- **Information given**
__________________________________________________

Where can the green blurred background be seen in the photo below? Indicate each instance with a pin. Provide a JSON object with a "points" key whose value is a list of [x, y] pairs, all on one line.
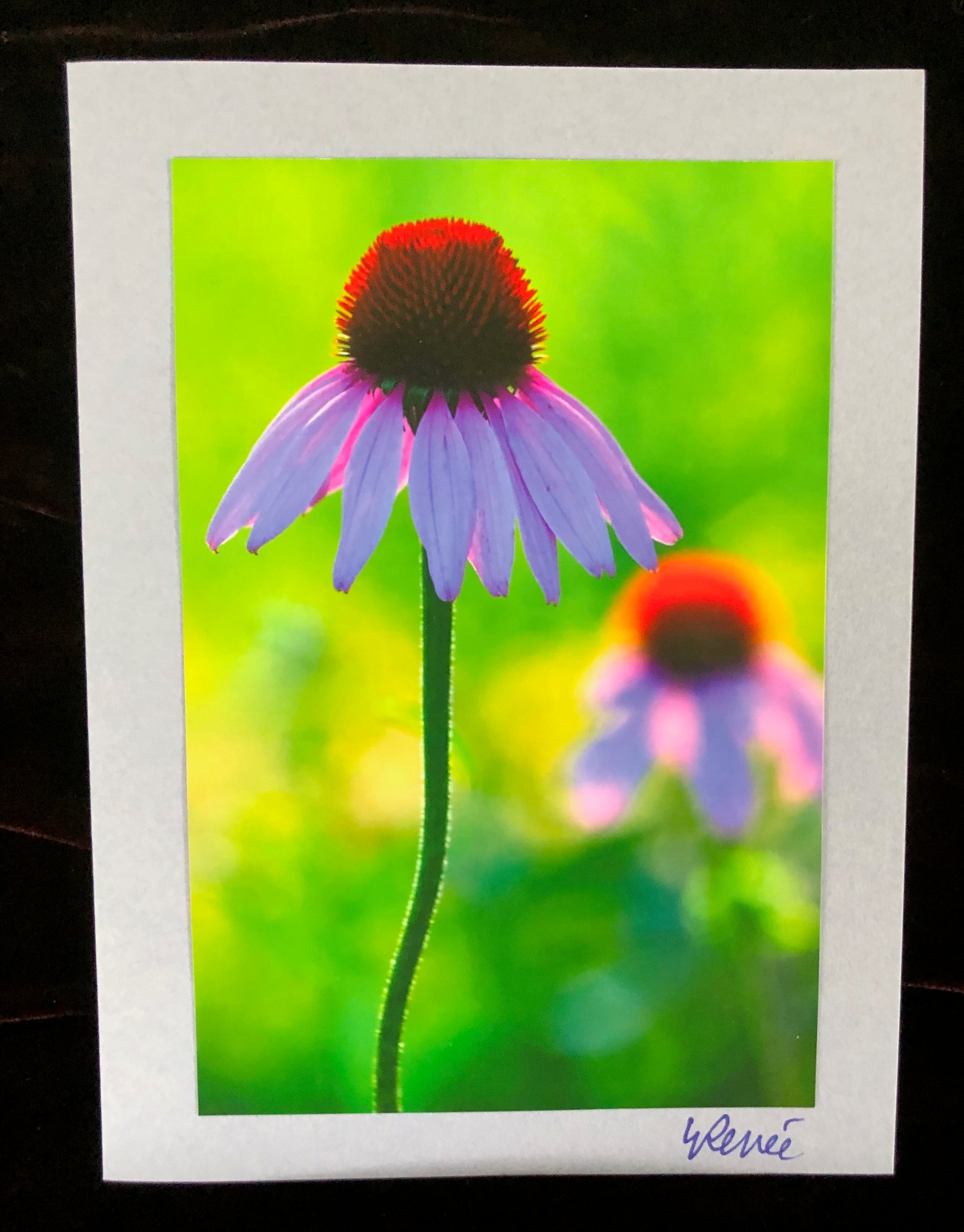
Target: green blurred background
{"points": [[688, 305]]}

__________________________________________________

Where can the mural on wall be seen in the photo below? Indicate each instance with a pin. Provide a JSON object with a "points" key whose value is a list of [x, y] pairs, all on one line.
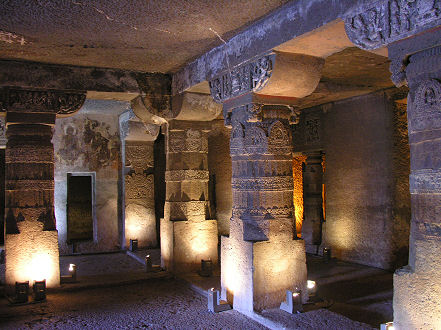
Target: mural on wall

__________________________________________________

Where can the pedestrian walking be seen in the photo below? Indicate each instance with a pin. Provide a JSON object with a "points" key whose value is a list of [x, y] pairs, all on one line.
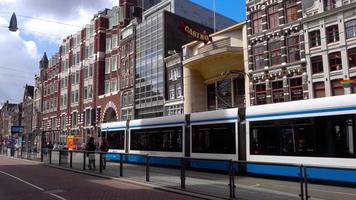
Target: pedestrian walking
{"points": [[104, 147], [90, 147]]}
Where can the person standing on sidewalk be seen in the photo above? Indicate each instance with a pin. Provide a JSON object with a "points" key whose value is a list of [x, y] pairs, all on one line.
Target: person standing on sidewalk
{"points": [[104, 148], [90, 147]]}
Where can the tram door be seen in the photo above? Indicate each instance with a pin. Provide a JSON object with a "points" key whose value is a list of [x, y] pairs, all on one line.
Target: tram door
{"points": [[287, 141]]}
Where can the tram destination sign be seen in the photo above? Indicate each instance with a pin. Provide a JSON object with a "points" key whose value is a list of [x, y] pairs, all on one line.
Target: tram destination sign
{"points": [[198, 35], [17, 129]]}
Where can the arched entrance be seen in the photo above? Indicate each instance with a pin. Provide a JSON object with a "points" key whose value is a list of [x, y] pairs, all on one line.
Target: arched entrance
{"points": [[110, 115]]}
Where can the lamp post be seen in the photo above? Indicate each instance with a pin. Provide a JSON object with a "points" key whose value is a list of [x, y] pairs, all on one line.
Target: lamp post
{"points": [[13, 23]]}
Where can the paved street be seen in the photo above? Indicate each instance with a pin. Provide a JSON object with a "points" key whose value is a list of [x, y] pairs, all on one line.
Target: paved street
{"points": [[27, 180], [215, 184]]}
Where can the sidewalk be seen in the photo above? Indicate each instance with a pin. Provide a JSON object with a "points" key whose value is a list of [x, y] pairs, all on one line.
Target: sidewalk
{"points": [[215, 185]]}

__________________________________________________

- **Prompt**
Copy out each line of the records above that contains the word "standing".

- **Output of the task**
Where can the person standing on sidewalk be seen in the photo above? Indicate each instance with a pin. Provide a JSON object with a "points" key whose value is a list of [x, y] pairs, all on one line.
Target: person standing on sidewalk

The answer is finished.